• [A run of listings]:
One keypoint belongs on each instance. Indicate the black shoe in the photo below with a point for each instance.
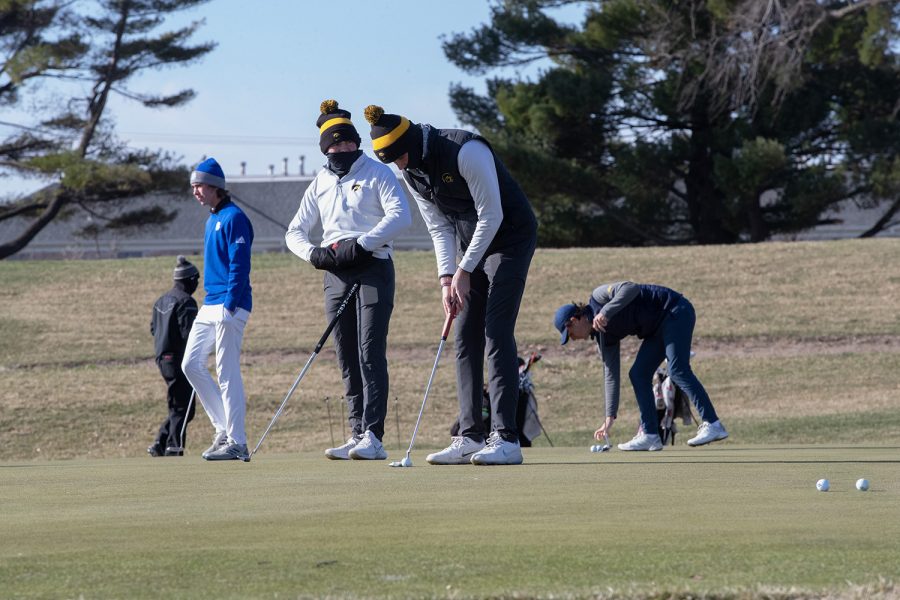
(155, 450)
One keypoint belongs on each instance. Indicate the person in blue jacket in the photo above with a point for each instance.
(220, 323)
(664, 320)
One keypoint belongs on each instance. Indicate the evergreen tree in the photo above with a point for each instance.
(74, 147)
(699, 121)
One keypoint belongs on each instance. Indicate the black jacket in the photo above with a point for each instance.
(438, 181)
(173, 316)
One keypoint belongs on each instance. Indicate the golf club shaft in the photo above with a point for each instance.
(437, 359)
(538, 419)
(350, 294)
(186, 414)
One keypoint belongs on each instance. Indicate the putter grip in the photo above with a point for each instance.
(350, 293)
(447, 322)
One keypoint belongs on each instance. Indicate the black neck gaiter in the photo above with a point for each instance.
(339, 163)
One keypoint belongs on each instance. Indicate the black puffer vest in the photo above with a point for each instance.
(438, 180)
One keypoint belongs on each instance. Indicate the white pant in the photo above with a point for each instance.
(224, 402)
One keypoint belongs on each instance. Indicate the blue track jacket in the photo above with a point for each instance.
(226, 254)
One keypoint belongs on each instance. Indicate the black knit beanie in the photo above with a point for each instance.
(184, 269)
(335, 126)
(392, 135)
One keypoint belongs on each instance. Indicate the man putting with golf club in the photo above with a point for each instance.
(220, 323)
(664, 320)
(471, 205)
(362, 209)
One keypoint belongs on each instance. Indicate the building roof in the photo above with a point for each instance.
(270, 202)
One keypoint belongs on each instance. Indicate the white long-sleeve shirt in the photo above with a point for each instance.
(368, 203)
(476, 165)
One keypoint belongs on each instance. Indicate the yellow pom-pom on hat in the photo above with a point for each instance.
(328, 106)
(335, 126)
(391, 136)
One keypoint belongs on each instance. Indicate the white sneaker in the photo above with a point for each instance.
(459, 452)
(642, 441)
(342, 452)
(220, 440)
(368, 448)
(708, 432)
(230, 452)
(498, 452)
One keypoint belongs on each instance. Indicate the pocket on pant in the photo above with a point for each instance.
(168, 366)
(368, 295)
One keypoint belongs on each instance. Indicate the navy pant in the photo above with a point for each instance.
(671, 341)
(360, 341)
(487, 326)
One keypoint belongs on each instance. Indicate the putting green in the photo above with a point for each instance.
(566, 523)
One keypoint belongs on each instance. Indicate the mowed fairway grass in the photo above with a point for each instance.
(797, 343)
(569, 523)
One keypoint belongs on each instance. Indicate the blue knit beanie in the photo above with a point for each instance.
(209, 172)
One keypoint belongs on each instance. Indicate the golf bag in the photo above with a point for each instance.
(527, 421)
(671, 403)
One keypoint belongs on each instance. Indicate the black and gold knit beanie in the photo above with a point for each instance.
(335, 126)
(392, 135)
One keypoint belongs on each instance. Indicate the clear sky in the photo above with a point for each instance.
(258, 92)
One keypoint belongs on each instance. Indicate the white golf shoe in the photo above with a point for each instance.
(708, 432)
(230, 451)
(342, 452)
(459, 452)
(642, 441)
(498, 452)
(220, 440)
(368, 448)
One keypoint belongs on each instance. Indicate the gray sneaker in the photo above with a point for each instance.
(230, 452)
(368, 448)
(219, 440)
(498, 452)
(342, 452)
(708, 432)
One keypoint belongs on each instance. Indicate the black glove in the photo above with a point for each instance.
(324, 258)
(350, 254)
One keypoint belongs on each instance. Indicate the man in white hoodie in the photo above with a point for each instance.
(362, 208)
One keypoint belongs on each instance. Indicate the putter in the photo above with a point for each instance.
(330, 426)
(407, 462)
(347, 298)
(186, 413)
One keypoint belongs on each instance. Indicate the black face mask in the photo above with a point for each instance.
(339, 163)
(188, 285)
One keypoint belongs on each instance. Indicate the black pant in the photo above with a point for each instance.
(178, 397)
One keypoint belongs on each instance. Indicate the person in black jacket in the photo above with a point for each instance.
(475, 209)
(664, 320)
(173, 316)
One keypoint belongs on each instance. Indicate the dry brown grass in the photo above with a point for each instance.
(784, 330)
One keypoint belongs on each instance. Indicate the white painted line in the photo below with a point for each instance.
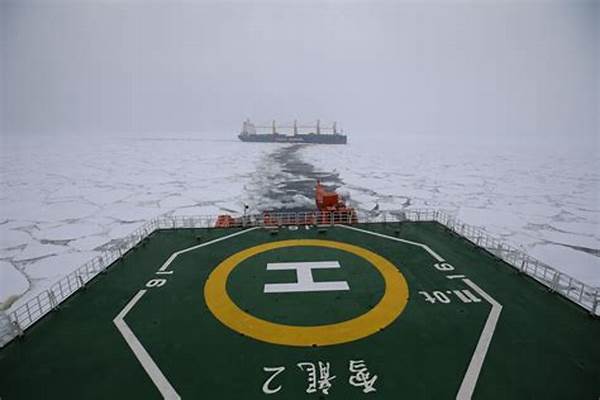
(161, 383)
(174, 255)
(470, 379)
(424, 246)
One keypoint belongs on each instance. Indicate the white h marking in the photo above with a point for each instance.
(305, 281)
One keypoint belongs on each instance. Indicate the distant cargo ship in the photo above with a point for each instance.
(315, 133)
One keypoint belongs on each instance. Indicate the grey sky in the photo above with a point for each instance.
(479, 68)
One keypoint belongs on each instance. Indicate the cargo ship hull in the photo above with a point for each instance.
(303, 138)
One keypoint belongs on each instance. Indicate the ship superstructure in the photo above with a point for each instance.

• [SET EXERCISE]: Render the whole listing above as a numbered list, skipping blank lines and leaving out the pictures.

• [WRITTEN REPLY]:
1. One keypoint belongs on each instance. Indicate the black shoe in the photo below with a point for each instance.
2. (155, 450)
3. One keypoint belongs on each instance. Indicate the person in blue jacket in the photo above with a point for each instance.
4. (220, 323)
5. (664, 320)
6. One keypoint belongs on each instance. Indicate the evergreen tree in the photo above with a point for each instance.
7. (74, 147)
8. (699, 121)
9. One keypoint belongs on each instance. Indicate the black jacket in the photo above with a point for each instance.
10. (438, 181)
11. (173, 316)
12. One keypoint belongs on each instance. Indicate the golf club shaft in the photo above with a point for each instance.
13. (437, 359)
14. (538, 419)
15. (350, 294)
16. (186, 414)
17. One keypoint belongs on each instance. Indicate the putter grip in the photo above with a point for each instance.
18. (350, 293)
19. (447, 322)
20. One keypoint belongs on each instance. Indicate the black neck gaiter in the photo above with a point for each instance.
21. (339, 163)
22. One keypoint belongs on each instance. Indicate the black puffer vest in the photo above with a point for each instance.
23. (438, 180)
24. One keypoint belongs on each instance. Indicate the white pant in the photo above with a point for each instance.
25. (224, 402)
26. One keypoint belongs on each instance. Indicate the blue track jacket in the photo above with a point for each instance.
27. (226, 254)
28. One keypoint belongs on each instance. Indicate the black knit beanie in the photo above with a point for each instance.
29. (184, 269)
30. (335, 126)
31. (392, 135)
32. One keypoint belongs on each instance. Indicate the man putting with golf club in the photo above with a point for each instance.
33. (220, 323)
34. (664, 320)
35. (471, 205)
36. (362, 209)
37. One keypoint belongs on each instance. Indicate the building roof in the photo above with a point for each instance.
38. (270, 202)
39. One keypoint belongs on each instance. Indicate the white long-sleeve shirt in the photo above with a point for each instance.
40. (368, 203)
41. (476, 165)
42. One keypoint belongs on each instance. Indicate the yellow pom-pom on hat in the photo above with a point for each instance.
43. (328, 106)
44. (335, 126)
45. (391, 136)
46. One keypoint belongs on each instance. Indicate the white sneaker in the photo above with a point for each instance.
47. (459, 452)
48. (642, 441)
49. (342, 452)
50. (220, 440)
51. (368, 448)
52. (708, 432)
53. (230, 452)
54. (498, 452)
55. One keypoint belongs on each instance. Indicate the pocket on pant in the photo above with a point for each instance.
56. (168, 366)
57. (368, 295)
58. One keypoint belongs on each instance. Indicate the navy pant in the photo above with a point for each instance.
59. (671, 341)
60. (360, 341)
61. (487, 326)
62. One keypoint belongs on each instance. Indicate the putting green in the photo above with a point for each instance.
63. (566, 523)
64. One keypoint belongs on each instance. Indicate the mowed fairway grass in the photo above with a point for each instance.
65. (797, 343)
66. (569, 523)
67. One keypoint belongs on each instance. Indicate the blue knit beanie in the photo above with a point for each instance.
68. (209, 172)
69. One keypoint belongs on each instance. Indicate the golf bag in the photo above with a point for each instance.
70. (527, 421)
71. (671, 403)
72. One keypoint belongs on each instance. Indicate the black and gold knit beanie in the photo above with a point for each instance.
73. (335, 126)
74. (392, 135)
75. One keypoint belongs on each instance. Indicate the clear sky in the photo above with a point for each instance.
76. (258, 92)
77. One keypoint belongs on each instance. Indicate the white golf shoe in the photo above with a point for each instance.
78. (708, 432)
79. (230, 451)
80. (342, 452)
81. (459, 452)
82. (642, 441)
83. (498, 452)
84. (220, 440)
85. (368, 448)
86. One keypoint belongs on each instance. Indicate the gray sneaker in the photo above with a point for each instance.
87. (230, 452)
88. (368, 448)
89. (219, 440)
90. (498, 452)
91. (342, 452)
92. (708, 432)
93. One keypoint belongs on each instance. Indicate the black glove in the photo above with a point for each instance.
94. (324, 258)
95. (350, 254)
96. One keypoint belongs on each instance. Indicate the man in white hoodie in the photo above with a point for each instance.
97. (362, 208)
98. One keypoint belongs on each instance. Indicate the putter in the photo above with a point for each instance.
99. (330, 426)
100. (407, 462)
101. (347, 298)
102. (186, 413)
103. One keypoint belongs on each instance. Indicate the black face mask in the photo above with a point for each instance.
104. (339, 163)
105. (188, 285)
106. One keypoint belongs on each instance. Indicate the black pant in the photo above with a point for each instance.
107. (178, 397)
108. One keypoint belongs on each instance. Indicate the person in black jacket in the photo above with a point for each instance.
109. (475, 209)
110. (664, 320)
111. (173, 316)
112. One keypoint belongs on each instance. Indicate the dry brown grass in the photo above with a point for each instance.
113. (784, 330)
114. One keypoint belongs on each instance. Indicate the white painted line in the photo below with a point for each instance.
115. (161, 383)
116. (174, 255)
117. (470, 379)
118. (424, 246)
119. One keypoint belongs on each instance. Indicate the white h marking in the photo above with a point for each instance.
120. (305, 281)
121. One keypoint belongs on each instance. Indicate the distant cargo ship in the photo above with a point for each instance.
122. (315, 133)
123. One keypoint belongs on each instance. Indicate the grey sky in the photo above with a point for each instance.
124. (479, 68)
125. One keypoint belongs on each instance. Indicate the cargo ship hull in the photo above with a point for each instance.
126. (303, 138)
127. One keypoint belongs on each instance. Indicate the ship superstructure in the photo above with a point for each instance.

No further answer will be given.